(Some records)
+-------+

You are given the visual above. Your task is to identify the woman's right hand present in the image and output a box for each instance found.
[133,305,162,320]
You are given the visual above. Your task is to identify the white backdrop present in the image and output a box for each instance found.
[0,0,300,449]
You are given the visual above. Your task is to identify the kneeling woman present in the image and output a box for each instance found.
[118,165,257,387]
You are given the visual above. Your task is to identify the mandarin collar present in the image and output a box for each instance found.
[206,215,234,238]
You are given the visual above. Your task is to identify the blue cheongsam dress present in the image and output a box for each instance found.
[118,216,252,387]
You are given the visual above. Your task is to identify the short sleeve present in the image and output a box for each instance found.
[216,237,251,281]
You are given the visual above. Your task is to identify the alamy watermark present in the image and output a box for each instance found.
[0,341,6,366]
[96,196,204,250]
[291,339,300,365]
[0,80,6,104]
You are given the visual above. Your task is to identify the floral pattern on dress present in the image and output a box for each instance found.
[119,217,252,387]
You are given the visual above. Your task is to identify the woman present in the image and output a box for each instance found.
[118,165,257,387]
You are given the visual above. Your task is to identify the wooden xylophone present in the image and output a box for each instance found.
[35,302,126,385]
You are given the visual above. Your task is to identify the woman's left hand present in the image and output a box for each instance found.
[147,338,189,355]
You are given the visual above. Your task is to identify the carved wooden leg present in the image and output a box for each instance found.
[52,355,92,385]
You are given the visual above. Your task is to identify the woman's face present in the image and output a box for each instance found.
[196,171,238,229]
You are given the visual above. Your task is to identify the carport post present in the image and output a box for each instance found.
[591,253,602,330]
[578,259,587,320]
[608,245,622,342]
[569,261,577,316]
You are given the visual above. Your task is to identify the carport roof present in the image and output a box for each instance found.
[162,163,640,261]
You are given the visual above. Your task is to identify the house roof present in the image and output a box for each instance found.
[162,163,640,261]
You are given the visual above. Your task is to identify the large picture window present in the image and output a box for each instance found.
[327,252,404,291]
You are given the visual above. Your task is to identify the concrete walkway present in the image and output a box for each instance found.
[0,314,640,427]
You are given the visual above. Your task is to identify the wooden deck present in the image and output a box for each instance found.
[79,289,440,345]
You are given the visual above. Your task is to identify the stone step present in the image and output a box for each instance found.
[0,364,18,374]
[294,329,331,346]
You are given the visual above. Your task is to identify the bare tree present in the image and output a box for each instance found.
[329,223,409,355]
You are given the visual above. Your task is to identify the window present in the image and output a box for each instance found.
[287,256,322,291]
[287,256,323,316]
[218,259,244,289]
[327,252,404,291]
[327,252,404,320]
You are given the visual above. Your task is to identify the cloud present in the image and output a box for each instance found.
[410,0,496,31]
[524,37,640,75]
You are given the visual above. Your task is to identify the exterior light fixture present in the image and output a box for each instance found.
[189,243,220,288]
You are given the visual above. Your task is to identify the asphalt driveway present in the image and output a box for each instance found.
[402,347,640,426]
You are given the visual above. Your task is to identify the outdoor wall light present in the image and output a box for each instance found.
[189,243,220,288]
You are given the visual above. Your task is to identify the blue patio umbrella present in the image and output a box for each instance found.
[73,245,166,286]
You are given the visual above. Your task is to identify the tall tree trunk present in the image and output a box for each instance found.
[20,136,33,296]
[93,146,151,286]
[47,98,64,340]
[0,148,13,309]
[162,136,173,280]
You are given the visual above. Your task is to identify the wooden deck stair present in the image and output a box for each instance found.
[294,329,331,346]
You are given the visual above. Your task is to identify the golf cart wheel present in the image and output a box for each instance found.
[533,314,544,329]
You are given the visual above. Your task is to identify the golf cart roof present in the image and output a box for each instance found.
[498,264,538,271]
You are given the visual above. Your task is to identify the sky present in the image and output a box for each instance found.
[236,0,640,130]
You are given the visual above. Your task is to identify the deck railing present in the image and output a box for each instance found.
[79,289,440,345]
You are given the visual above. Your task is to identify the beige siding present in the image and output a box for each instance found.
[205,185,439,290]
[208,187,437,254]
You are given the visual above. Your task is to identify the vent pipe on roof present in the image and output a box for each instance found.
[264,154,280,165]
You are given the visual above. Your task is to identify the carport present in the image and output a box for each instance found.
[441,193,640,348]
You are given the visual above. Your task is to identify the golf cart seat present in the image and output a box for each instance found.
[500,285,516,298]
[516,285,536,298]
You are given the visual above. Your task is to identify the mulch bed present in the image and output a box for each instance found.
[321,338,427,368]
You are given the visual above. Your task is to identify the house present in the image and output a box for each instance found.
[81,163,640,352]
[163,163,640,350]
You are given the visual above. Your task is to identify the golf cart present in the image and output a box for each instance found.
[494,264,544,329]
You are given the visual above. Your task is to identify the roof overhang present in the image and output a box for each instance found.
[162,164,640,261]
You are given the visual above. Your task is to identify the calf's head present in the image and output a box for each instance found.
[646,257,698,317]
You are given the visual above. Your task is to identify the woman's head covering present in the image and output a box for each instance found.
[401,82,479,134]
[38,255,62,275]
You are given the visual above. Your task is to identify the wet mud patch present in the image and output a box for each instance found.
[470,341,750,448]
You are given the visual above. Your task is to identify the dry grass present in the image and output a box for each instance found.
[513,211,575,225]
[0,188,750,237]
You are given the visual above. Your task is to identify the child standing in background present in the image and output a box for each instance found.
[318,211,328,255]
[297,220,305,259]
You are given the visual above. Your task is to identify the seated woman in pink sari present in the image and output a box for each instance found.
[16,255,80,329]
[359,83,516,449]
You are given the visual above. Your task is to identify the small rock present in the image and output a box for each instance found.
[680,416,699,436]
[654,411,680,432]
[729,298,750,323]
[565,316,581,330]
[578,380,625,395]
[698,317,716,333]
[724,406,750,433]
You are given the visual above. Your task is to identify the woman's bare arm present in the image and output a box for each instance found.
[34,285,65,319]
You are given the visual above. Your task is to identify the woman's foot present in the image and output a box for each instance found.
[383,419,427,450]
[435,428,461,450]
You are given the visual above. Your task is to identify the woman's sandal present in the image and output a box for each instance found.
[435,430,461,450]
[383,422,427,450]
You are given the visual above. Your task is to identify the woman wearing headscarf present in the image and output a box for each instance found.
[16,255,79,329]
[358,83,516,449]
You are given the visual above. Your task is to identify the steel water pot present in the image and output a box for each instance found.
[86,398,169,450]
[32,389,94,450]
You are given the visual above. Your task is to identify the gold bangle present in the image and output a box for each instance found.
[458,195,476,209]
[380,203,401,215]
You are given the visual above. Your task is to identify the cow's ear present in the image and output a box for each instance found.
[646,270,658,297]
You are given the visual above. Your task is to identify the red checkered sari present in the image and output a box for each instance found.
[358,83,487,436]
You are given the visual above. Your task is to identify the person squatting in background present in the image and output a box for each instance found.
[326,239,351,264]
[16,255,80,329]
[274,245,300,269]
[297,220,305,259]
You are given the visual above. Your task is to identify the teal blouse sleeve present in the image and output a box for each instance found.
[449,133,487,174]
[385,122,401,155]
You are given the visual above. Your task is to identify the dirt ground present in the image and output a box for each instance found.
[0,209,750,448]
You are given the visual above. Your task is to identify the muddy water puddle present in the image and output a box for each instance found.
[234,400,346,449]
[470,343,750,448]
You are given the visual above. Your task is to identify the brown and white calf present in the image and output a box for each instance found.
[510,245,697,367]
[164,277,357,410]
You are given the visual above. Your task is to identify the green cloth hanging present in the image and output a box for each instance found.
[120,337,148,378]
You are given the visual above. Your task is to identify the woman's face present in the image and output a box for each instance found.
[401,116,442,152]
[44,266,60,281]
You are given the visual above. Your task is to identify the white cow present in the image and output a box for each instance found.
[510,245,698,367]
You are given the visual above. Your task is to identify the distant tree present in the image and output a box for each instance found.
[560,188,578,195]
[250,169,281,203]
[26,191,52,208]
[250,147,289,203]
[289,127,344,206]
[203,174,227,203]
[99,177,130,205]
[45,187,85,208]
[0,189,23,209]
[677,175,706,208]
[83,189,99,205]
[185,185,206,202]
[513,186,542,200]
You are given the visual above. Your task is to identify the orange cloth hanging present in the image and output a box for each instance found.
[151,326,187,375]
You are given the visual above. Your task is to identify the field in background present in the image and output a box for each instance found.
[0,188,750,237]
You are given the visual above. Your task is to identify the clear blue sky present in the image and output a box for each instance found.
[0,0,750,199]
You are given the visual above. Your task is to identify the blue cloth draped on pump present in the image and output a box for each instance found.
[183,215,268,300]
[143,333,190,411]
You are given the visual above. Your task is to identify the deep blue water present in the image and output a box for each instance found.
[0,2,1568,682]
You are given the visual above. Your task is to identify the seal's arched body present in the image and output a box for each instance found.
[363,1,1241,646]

+-------+

REQUIRED TASK. Copy exactly the line containing "identify the orange" and every line after it, ending with the last line of the records above.

ANSWER TO THE EXERCISE.
You are given the visual above. Your task is to identify the orange cloth hanging present in the image and output a box for each instance found.
[151,326,187,375]
You are given the visual above. Your task is to identify the field in background present in the image and output a box for each instance found.
[0,188,750,237]
You are given the visual above. Your task is to identify the clear blue sky present in the image and output a box for each instance found.
[0,0,750,199]
You are given the visual above. Your task is to identify the blue cloth draped on pump present in the image and output a box for each instance found.
[183,215,268,300]
[143,333,190,411]
You are given the visual above. Your task is to identify the deep blue water present in the image and output a box for each instance found.
[0,2,1568,682]
You are given the visual above. Your task is to identify the seal's arched body present in the image and output a box for each instance found.
[363,1,1241,646]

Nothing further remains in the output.